— The task —
Copy exactly the lines from the one containing "Objective — locate every instance of the side window" through the last line of the records, both included, and nothing more.
- Opening Delimiter -
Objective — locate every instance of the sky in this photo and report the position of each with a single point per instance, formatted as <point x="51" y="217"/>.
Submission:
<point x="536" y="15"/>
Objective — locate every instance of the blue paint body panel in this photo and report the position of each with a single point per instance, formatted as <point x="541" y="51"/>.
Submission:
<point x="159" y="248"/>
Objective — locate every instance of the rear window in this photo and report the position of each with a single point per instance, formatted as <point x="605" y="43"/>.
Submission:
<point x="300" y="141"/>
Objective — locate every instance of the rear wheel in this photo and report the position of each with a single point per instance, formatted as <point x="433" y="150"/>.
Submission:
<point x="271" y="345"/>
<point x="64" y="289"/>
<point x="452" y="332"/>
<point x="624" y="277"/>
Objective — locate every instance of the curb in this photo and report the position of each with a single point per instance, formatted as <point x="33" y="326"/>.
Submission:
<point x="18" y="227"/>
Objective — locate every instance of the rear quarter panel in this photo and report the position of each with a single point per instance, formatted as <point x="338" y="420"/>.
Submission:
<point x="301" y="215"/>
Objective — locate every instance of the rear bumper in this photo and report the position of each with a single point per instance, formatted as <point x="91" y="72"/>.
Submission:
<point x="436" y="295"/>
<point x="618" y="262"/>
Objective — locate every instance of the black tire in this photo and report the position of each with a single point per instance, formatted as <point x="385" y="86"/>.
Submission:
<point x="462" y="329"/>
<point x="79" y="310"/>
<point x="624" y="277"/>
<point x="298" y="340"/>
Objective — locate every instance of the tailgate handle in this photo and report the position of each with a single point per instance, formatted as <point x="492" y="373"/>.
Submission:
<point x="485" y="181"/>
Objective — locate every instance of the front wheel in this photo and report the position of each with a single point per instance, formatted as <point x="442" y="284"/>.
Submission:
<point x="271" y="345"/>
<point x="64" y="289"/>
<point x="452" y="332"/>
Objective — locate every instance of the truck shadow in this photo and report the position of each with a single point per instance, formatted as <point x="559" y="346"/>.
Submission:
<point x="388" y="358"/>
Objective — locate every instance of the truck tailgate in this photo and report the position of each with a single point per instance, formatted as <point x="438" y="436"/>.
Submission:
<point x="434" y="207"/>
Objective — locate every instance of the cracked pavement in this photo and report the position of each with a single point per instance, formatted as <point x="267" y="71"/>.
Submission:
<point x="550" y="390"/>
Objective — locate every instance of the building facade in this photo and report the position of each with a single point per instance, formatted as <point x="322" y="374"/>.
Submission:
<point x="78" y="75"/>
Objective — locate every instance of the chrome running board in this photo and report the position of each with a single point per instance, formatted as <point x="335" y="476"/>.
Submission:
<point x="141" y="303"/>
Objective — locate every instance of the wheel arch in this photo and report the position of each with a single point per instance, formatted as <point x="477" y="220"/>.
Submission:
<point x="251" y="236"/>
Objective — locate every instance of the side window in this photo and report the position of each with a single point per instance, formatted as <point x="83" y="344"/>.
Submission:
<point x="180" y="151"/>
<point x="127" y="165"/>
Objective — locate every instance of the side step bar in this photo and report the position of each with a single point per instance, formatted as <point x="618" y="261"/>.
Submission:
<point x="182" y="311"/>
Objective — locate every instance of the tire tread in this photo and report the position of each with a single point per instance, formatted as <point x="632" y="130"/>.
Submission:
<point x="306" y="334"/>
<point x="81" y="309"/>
- Closing Delimiter -
— Answer for the task —
Objective — locate every instance of the side window in this photo and report the position of each with a single point per instance, formatted as <point x="83" y="344"/>.
Submission:
<point x="180" y="151"/>
<point x="127" y="165"/>
Objective — locate every instance of the side step bar in this photo and report the position of each with a single point per instance, formatted as <point x="618" y="261"/>.
Submission:
<point x="182" y="311"/>
Objective — locate every instance of the tire tread in this photo and report the position of each with a single point per instance, formatted as <point x="632" y="130"/>.
Submission:
<point x="306" y="334"/>
<point x="81" y="309"/>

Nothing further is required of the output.